WHAT YOU HAVE TO DO> Could you rewrite everything from the line containing "Label every instance of grass" down to the line containing "0, 0, 132, 12", both ends included, as a numbered list with any blank lines dropped?
▬▬▬▬▬▬
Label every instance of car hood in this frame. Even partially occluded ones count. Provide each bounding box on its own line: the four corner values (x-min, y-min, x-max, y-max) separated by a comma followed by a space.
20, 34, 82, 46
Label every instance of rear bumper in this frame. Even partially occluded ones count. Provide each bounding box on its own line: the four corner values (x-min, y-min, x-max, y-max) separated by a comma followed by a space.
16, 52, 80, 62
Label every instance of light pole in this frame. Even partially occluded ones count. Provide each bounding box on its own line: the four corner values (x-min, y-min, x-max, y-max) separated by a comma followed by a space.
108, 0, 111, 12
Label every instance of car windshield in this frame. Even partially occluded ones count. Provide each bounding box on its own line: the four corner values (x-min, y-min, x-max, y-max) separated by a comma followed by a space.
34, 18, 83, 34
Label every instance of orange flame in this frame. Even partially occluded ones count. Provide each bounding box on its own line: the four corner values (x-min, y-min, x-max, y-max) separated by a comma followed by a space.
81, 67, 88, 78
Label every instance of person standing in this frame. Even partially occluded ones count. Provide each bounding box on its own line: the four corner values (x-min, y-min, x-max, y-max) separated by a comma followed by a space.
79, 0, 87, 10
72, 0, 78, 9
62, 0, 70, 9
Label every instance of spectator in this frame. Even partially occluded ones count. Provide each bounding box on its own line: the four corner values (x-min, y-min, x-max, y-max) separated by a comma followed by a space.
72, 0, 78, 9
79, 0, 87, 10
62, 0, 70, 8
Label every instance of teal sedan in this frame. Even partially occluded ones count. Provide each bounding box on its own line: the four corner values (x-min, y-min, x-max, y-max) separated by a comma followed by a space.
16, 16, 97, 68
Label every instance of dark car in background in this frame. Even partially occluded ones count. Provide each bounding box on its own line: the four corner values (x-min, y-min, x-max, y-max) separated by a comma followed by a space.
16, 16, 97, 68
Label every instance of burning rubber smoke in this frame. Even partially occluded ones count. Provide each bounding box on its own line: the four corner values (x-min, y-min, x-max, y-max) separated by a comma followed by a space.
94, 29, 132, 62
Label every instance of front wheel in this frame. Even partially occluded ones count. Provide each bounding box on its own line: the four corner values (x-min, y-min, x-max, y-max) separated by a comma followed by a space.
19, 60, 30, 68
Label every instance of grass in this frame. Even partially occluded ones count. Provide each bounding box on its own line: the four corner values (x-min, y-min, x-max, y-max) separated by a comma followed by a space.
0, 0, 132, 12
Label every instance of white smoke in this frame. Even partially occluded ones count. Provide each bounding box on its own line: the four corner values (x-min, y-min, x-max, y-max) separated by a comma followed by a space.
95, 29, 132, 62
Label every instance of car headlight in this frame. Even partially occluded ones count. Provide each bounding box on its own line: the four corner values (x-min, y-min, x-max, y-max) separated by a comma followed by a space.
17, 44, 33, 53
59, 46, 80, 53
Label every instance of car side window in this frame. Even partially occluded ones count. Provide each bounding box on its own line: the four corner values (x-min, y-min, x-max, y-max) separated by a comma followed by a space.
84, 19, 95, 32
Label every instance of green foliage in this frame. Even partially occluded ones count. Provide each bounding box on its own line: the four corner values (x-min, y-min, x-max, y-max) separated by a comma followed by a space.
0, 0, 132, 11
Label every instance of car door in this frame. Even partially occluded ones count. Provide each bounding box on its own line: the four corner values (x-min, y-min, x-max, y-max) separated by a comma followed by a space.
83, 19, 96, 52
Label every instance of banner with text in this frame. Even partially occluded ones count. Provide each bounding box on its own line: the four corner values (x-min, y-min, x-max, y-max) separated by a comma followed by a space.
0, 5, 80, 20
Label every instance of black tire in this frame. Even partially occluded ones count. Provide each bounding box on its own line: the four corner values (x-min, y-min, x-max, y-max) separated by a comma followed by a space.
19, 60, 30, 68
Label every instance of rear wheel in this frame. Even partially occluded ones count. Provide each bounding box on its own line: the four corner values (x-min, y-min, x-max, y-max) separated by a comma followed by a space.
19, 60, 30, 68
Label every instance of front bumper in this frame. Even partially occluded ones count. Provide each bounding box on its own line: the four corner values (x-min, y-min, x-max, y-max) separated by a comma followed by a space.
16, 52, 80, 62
▬▬▬▬▬▬
RESULT FOR THIS EXERCISE>
1. Label every instance of grass in this frame. Even partially occluded ones count. Provide each bounding box on its own line: the four corner values (x-min, y-min, x-max, y-max) separated by a comma followed by a space.
2. 0, 0, 132, 12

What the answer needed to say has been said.